Problem to work on — Print every line of the material below, keeping each one unchanged.

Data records
--- --- ---

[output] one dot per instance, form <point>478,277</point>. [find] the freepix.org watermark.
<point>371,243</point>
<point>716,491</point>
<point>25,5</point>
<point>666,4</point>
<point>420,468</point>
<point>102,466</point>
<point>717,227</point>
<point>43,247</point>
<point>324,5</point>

--- --- ---

Response below —
[output] one dot per instance, form <point>478,277</point>. [find] the freepix.org watermark.
<point>371,243</point>
<point>716,491</point>
<point>25,5</point>
<point>666,4</point>
<point>420,468</point>
<point>102,466</point>
<point>717,227</point>
<point>43,247</point>
<point>324,5</point>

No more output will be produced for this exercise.